◆ Texte source

En quinze jours, trois athlètes de statures internationales ont été pris dans un filet antidopage dont les mailles se resserrent chaque saison un peu plus : Javier Sotomayor d'abord, convaincu d'usage de cocaïne, doit rendre la médaille d'or du saut en hauteur décrochée au jeux Panaméricains ; le semi-retraité Linford Christie, ensuite, est annoncé positif à la nandrolone, un stéroïde anabolisant de l'ancienne génération. Enfin, à trois jours de l'ouverture des Mondiaux, c'est la consternation : Merlene Ottey, 39 ans, considérée par ses pairs comme une athlète modèle à la carrière exemplaire annonce qu'elle ne se rendra pas à Séville en raison d'un contrôle positif à la nandrolone.
Ces cas, certes voyants, ne sont que la partie émergée d'un immense iceberg. Dans les six premiers mois de 1999, la Fédération internationale a procédé à plus de 1 500 contrôles. Avant Séville, 200 athlètes faisaient l'objet d'une suspension.
Les sprinters rois
Mais qu'importe l'éthique et la santé des athlètes, le show doit continuer !
À la veille de la cérémonie d'ouverture de ce qui est devenu l'une des plus grandes compétitions sportives, le président de l'IAAF, l'Italien Primo Nebiolo - décédé quelques mois plus tard - tape en touche en estimant qu'il n'est « pas le président du pipi ». Les derniers Mondiaux du siècle, il le veut, ne seront pas gâchés par les scandales.
C'est dans une curieuse ambiance de suspicion et de sourires forcés que démarrent les épreuves. Les sprinters, rois du premier week-end, donnent la mesure. Maurice Greene, recordman du monde du 100 m depuis le mois de juin avec 9″ 79, remporte la première de ses trois médailles en frôlant son record du monde (9″ 80). Il doublera sur 200 m et s'imposera enfin avec le relais 4 × 100 m.
Reine annoncée des Championnats du monde, l'Américaine Marion Jones est arrivée à Séville avec une ambition folle : remporter quatre médailles d'or et s'offrir une répétition des jeux Olympiques de Sydney, dont elle veut ramener cinq titres. Mais la chaleur et la fatigue auront raison de son incroyable pari. Après avoir remporté l'or sur 100 m et le bronze à la longueur, elle s'effondre en demi-finale du 200 m, foudroyée par une crampe. Son corps, c'est rassurant, n'est pas une machine.
Les records de Johnson
Le corps de Michael Johnson a également souffert durant les mois précédant les Mondiaux. Mais l'Américain, déjà détenteur du record du monde du 200 m, a préparé son exploit.

◆ Données affichées

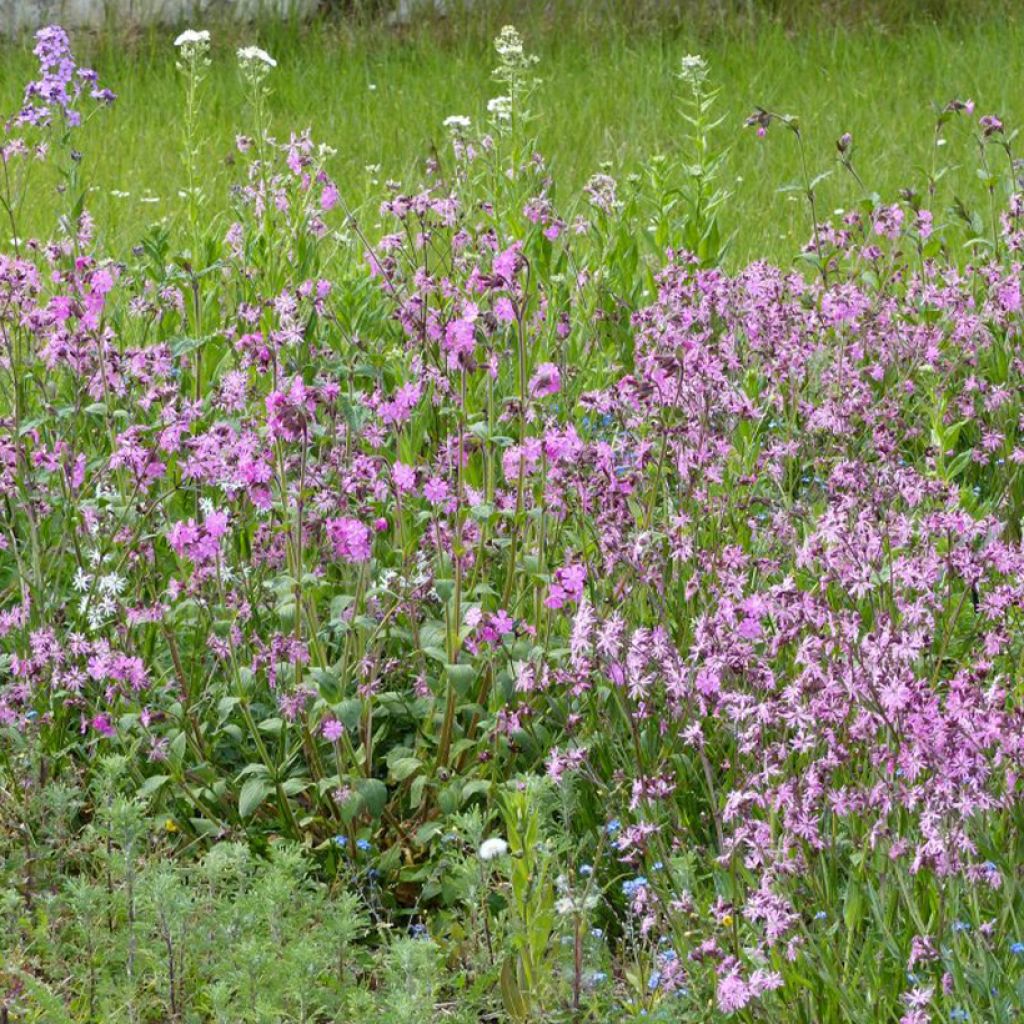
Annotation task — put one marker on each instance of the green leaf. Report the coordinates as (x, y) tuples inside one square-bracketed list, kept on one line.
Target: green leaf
[(153, 785), (462, 677), (401, 768), (373, 794), (253, 794)]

◆ Consignes
A) D'après le texte sur les Mondiaux de Séville, combien de contrôles la Fédération internationale a-t-elle réalisés au cours des six premiers mois de 1999 ?
B) Traduisez en anglais cette phrase du texte sur les Mondiaux de Séville : « Avant Séville, 200 athlètes faisaient l'objet d'une suspension. »
C) Poursuivez le texte sur le dopage et les Mondiaux de Séville à la suite de sa dernière phrase.

◆ Réponses
A) Plus de 1 500 contrôles.

B) Before Seville, 200 athletes were under suspension.

C)
En finale du 400 m, il s'empare, comme prévu, de l'un des plus vieux records de l'athlétisme. En 43″ 18, il efface le temps établi en 1988 par son compatriote Butch Reynolds et devient quelques jours plus tard, avec le relais 4 × 400 m, l'athlète le plus titré de l'histoire des Championnats du monde. Avec neuf médailles d'or dans sa collection, il devance Carl Lewis, huit fois couronné.
El Guerrouj, roi des « milers »
En matière de records du monde, Hicham El Guerrouj commence à s'y connaître. Un an après s'être adjugé celui du 1 500 m, le Marocain s'est offert le meilleur temps du mile (3′ 43″ 13), en juillet à Rome. Il réédite en septembre à Berlin, où il bat le record du monde du 2 000 m (4′ 44″ 79), effaçant définitivement le nom de Nouredine Morceli des tablettes mondiales. Invaincu en trois saisons sur 1 500 m, champion du monde à Séville, El Guerrouj s'affirme comme la star des années à venir. Son duel annoncé avec le Kenyan Noah Ngeny, nouveau recordman du monde du 1 000 m (2′ 11″ 96), mais aussi avec l'Éthiopien Haile Gebreselassie sur 5 000 m, devrait être un grand moment de la saison olympique... et des suivantes.
Grands favoris également des jeux de Sydney, Wilson Kipketer et Gabriela Szabo n'ont pas perdu leur temps en 1999. Champions du monde, respectivement du 800 et du 5 000 m, le Danois et la Roumaine sont restés invaincus sur leurs distances fétiches lors des meetings de la Golden League et ont décroché le « jackpot » d'un million de dollars offert par les organisateurs.